Transcribe the listing exactly, leaving out every picture.

### Extracted records
** start **
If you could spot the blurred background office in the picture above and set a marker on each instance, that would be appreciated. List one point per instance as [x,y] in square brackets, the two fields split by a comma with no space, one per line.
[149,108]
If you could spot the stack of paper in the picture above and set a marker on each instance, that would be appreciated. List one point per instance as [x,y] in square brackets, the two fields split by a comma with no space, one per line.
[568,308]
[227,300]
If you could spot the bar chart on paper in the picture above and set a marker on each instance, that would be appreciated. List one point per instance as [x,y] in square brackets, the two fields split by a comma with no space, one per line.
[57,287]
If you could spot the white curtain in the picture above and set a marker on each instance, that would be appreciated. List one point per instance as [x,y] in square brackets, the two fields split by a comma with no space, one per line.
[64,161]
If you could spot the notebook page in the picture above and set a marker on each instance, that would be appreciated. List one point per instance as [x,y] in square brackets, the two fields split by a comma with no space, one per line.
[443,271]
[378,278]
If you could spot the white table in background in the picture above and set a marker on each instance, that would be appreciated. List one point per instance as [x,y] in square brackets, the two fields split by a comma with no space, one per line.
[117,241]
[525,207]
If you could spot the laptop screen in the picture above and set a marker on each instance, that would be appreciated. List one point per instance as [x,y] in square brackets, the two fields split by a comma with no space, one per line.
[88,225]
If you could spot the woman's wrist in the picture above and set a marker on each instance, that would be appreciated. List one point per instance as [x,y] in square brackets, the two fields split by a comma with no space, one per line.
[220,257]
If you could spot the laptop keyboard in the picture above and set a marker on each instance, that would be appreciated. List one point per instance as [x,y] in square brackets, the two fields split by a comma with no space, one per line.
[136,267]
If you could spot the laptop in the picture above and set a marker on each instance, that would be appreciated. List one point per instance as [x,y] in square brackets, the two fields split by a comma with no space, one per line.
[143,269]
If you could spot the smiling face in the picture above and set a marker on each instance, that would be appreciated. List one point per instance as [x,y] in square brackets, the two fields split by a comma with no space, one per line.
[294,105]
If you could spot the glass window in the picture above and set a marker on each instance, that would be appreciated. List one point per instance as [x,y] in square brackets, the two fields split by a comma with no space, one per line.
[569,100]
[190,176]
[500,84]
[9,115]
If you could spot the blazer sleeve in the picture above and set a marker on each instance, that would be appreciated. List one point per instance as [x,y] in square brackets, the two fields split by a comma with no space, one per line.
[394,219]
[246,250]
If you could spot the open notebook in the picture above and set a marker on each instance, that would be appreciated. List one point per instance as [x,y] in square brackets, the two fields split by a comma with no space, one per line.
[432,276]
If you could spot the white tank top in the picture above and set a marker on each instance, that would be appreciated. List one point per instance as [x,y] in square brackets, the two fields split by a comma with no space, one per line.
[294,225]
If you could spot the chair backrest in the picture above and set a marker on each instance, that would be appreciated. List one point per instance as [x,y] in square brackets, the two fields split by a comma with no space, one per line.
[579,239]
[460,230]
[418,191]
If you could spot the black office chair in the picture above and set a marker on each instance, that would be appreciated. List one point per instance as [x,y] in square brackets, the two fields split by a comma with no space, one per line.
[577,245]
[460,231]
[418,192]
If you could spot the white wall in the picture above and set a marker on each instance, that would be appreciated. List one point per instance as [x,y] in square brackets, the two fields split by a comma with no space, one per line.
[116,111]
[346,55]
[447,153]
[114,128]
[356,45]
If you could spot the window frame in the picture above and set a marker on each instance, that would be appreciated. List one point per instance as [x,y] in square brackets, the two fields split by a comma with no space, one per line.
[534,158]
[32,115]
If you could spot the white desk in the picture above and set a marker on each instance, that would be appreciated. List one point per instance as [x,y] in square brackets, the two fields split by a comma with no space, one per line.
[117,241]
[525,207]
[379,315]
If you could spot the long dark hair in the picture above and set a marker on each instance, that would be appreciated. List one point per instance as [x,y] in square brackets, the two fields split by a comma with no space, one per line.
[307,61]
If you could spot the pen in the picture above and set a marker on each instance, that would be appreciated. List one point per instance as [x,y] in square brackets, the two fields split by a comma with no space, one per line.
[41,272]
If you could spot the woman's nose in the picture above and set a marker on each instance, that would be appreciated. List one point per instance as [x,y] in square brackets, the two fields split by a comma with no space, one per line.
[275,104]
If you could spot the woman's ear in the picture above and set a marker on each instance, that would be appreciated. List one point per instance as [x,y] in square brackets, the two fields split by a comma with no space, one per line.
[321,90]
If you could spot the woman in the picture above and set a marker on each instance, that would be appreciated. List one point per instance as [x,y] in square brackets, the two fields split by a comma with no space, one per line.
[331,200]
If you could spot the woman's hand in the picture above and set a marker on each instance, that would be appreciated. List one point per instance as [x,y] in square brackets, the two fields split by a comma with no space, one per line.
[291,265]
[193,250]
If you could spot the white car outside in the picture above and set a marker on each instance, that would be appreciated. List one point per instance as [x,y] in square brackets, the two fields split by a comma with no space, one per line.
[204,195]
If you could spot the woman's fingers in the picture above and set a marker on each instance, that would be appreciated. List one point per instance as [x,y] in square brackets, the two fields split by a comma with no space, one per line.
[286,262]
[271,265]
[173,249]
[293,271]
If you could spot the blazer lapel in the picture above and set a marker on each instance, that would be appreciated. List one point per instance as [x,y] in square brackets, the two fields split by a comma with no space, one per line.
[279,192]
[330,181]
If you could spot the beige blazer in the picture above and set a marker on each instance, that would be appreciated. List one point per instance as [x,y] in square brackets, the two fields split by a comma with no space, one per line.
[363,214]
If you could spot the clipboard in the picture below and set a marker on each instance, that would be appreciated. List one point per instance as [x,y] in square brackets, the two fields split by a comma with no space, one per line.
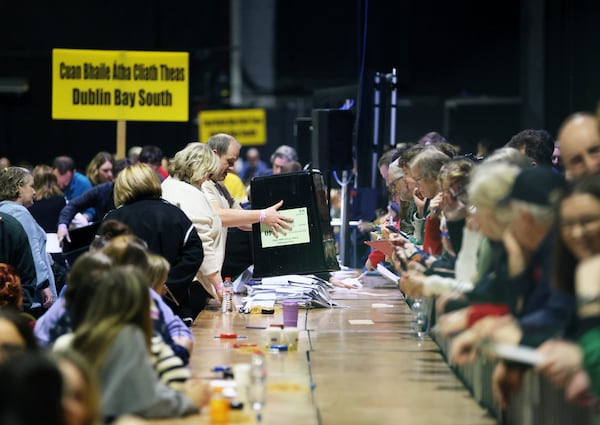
** end **
### Result for this task
If you could spot the blurred background office in the picture above and set a marker on each instance, that would be appreciated. List one point per instance as [x,y] in square brackets, the two fields split by a comma with no space, one per line.
[149,108]
If you could spot the stack of paper in the picture above and set a marker on each instance, that would be appreciated. List one point per instance as [x,y] in square brackets, the two fields split by a comma with no space, one per line.
[568,308]
[227,300]
If you could spot the bar chart on paper in the picture above and set a marker on each instance, that would be appreciated. List one point per instance as [x,y] in square brackets, the two fields split by a comma with no space, one per line.
[57,287]
If you could spot the white curtain in the picture above and set a marker on each instance, that would be appreciated. List one point per instance as [x,y] in square brackets, the two fields split by a comma with no space, one per line.
[64,161]
If you could spot the notebook page in the picture above and set a marker on each instance, that would be appreciated. List one point per instance as [x,y] in square brackets, the two fields split by a comma with no space, one per line.
[443,271]
[378,278]
If you could spot the white table in background in the picture above and set a marker on each instance, that would be appreciated. List one point per instance as [x,y] in square brackets, the two fields split by a comma with no space, one per line.
[117,241]
[525,207]
If you could spot the laptop screen in the picture above and set a marker on each instance, that would be appreciated. List one point per instance as [x,y] in square brackets, the two fields split by a comma with no space, one per line.
[88,225]
If you could spot the woman's wrist in the picture above and set a marker on each instance, that would be appreciated. List one point per instance as [x,y] in square brackets, the two fields split by a comma with no space, one per line.
[220,257]
If you could spot the laptop keyboard in the picture above and set a marker on each instance, that would be appreciated. List one point per instance as [x,y] in square brackets, the two fields split by a comma with no space, one per line.
[136,267]
If you could spot the laptop in the picture above and set a marker on each instance, that would be appreciated. List one point per instance as [x,y] in square brackets, the two fields split by a comma with no space, one per line.
[143,269]
If you could spot the smiling face in the picture above and set a marker on each instance, that would be appreciated. List one point per instance as [x,y] in square brackets, the two fields split by a comma with no space, one per line.
[294,105]
If you could spot the glass window in the picture above and set a marker on each instance, that would be appreciated. List one point per instance as [x,y] in square brackets, the two fields split by a comma with no space, one per line.
[569,100]
[190,176]
[500,84]
[9,115]
If you could spot the blazer sleeve in the picture above and set a marker on each instance, that would be appreciated. List one point per instance as [x,y] in square brackets, the two fields split by a comma with no space, one per line.
[394,219]
[246,250]
If you could spot the open notebook in the picture above and set a marker on each instance, that would be appreciated. List one point per instance as [x,y] in square brackets, the two fields split by a comma with no space, one per line.
[432,276]
If you could spot the white tank top in the picture above and set a marker on each instance, that would be appreciated. List one point per instance as [x,y] in square brackets, the two fields split by a comma with no space, one per line.
[294,225]
If you could spot the chair backrest in the picture above and set a marker on each instance, that would be appreciated. List one point per instance as [x,y] in square brackets, the two fields split by a comma with no space, one per line.
[579,239]
[460,230]
[418,191]
If you could spot the black office chair in the picture above and set a marker on each instance, that would be appreciated. List one point per instance as [x,y] in square brackets, the two fields split by a comma with no space, one per line.
[577,245]
[460,231]
[418,192]
If you could spot the white wall in the picture above and set a marker on each instance, that would be appreciated. List one point per instance as [x,y] in square brackets, the two fields split by a comma with no space, one per line.
[116,111]
[346,55]
[447,153]
[114,128]
[356,45]
If you could spot the window frame in the picture above and set a marker on each instance, that would be appreciated. List one point per instance as [x,y] in square brackets, the two fields split by a comma with no space, one per line.
[534,158]
[32,115]
If you could spot the white desk in the picture above and set a marker on each instance, that would be appreciated. List one point per instance as [x,y] in square brackets, the two fields split by a comma with no space, one per line.
[117,241]
[525,207]
[379,315]
If you could spot the long dark hair in the picture above and set a marker on each instance, that would be appreciated. List one point per instance as [x,y] in square brackets, the two fields split by a comma with no space, one per line.
[307,61]
If you could spot the pen in the picture above and set a marker on each instance, that would be appreciated. List one point per instance as [x,y] in square brackets, the two fields split by a comma with no space, one per line.
[41,272]
If you could spot the woman's nose in the picture above and set a marker on each instance, that would be appreciated. List one point per instance as [x,y] in square brackets, the two fields split by a comma with no space, one per line.
[275,104]
If you could spot the woman's ear in the picture above and set a marker on each instance, that would be appreciated. List one point per instance as [x,y] in square brackets, the two fields split by a comma with no space, one per line.
[321,90]
If you could spot the woman in the picture above and set a marker on each instance, that would be appreciated. List one point per instance as [x,y] in square brackets, the two fields split by a comma with no space, one per line.
[331,200]
If you could spot the woman's hand in the picture above and set a marker on each instance, that would be appreciated. List one point per instance as [x,y] in square brackets, the two fields split by a comma with no space, one per line.
[291,265]
[193,250]
If you could spot the white car outside in the picture above and set a marker on each instance, that would be appreciated. List one point per instance as [x,y] in square brackets, the two fields split by a comma with no space, one per line.
[204,195]
If you could spot the woman's fingers in the picture above and set a marker on each instance, that would be appreciated. List one point per instance as [x,y] in square brackets, the two fields split by a comma with no space, one per line.
[286,262]
[271,265]
[173,249]
[293,271]
If you could spot the blazer lapel in the picture above and set a marker on each instance, that would be appreciated. List one point per instance as [x,y] in square brackets, the two fields split by a comma with no space, one per line.
[279,192]
[330,181]
If you could spot the beige blazer in the picture above and set a marker on each instance, that would be appreciated. List one point per instance as [x,y] in square brackets, the two fields split by a comma with no space, one per line.
[363,214]
If you could spot the clipboard in the picture below and set a marker on each instance, that would be appreciated. List one point per instance as [x,y] in square brackets, the two fields split by a comma with no space, one per line.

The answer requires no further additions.